[Text provided]

A poem on the premature ejaculation mishap was almost an obligatory exercise for the Restoration poet. George Etherege, Aphra Behn, William Congreve, and three anonymous poets cranked out examples, but Rochester’s is the funniest.

Thank goodness Rochester managed to crank one out. The Roman authors Ovid and Petrarch, I later read, served as models for these poets, since they too addressed the timeless and embarrassing topic of early arrival.

Rochester himself borrowed some inspiration from Thomas Otway’s poem, The Perfect Enjoyment, which I shared earlier in my post, 17th Century Sex Poetry. That sexual situation ended on a positive note — after climaxing and falling asleep, “Thus lying in a trance for dead, Her swelling breasts bore up my head,” the narrator receives a dirty (make that angry) look from his lover: “I saw her killing eyes, which in fiery glances seem to say, now Coelia dies!” (References to death and dying, mind you, refer to orgasm.) Anyway, round two commences, and his girl Coelia, not wanting to “die” alone, crys out, and the happy pair have a simulateous orgasm, hence the title of the poem. The following enjoyment does not end in such bliss, but it’s very funny. Read it to a friend:

The Imperfect Enjoyment

Naked she lay, clasped in my longing arms,
I filled with love, and she all over charms;
Both equally inspired with eager fire,
Melting through kindness, flaming in desire;
With arms, legs, lips close clinging to embrace,
She clips me to her breast and sucks me to her face.

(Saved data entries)
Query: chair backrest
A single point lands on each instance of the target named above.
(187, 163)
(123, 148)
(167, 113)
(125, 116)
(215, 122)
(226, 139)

[Tasks to perform]
1. Rewrite the post on Restoration sex poems from "The Imperfect Enjoyment" up to and including "to her face.", putting "ardent" in place of "eager".
2. In the post on Restoration sex poems, which Thomas Otway poem did Rochester borrow some inspiration from?
3. Pick up the post on Restoration sex poems from its last line and keep it going.
You won't need the data for any of this.

[Answers for this exercise]
1.
The Imperfect Enjoyment

Naked she lay, clasped in my longing arms,
I filled with love, and she all over charms;
Both equally inspired with ardent fire,
Melting through kindness, flaming in desire;
With arms, legs, lips close clinging to embrace,
She clips me to her breast and sucks me to her face.

2. The Perfect Enjoyment

3.
Her nimble tongue, (Love’s lesser lightning), played
Within my mouth and to my thoughts conveyed
Swift orders that I should prepare to throw
The all-dissolving thunderbolt below.
My fluttering soul, sprung with the painted kiss,
Hangs hovering o’er her balmy brinks of bliss.
But whilst her busy hand would guide that part
Which should convey my soul up to her heart,
In liquid raptures I dissolve all o’er,
Melt into sperm, and spend at every pore.
A touch from any part of her had done’t,
Her hand, her foot, her very look’s a cunt.
Smiling, she chides in a kind murmuring noise,
And from her body wipes the clammy joys,
When, with a thousand kisses wandering o’er
My panting bosom, “Is there then no more?”
She cries, “All this to love and rapture’s due;
Must we not pay a debt to pleasure too?”
But I, the most forlorn, lost man alive,
To show my wished obedience vainly strive,
I sigh, alas, and kiss, but cannot swive.
Eager desires confound my first intent,
Succeeding shame does more success prevent,
And rage at last confirms me impotent.
Ev’n her fair hand, which might bid heat return
To frozen age, and make cold hermits burn,
Applied to my dead cinder, warms no more
Than fire to ashes could past flames restore.
Trembling, confused, despairing, limber, dry,
A wishing, weak, unmoving lump I lie.
This dart of Love, whose piercing point, oft tried,
With virgin blood ten thousand maids have dyed;
Which nature still directed with such art
That it through every cunt reached every heart —
Stiffly resolved, ‘twould carelessly invade
Woman or boy, nor ought its fury stayed:
Where’er it pierced, a cunt it found or made —
Now languid lies in this unhappy hour,
Shrunk up and sapless like a withered flower.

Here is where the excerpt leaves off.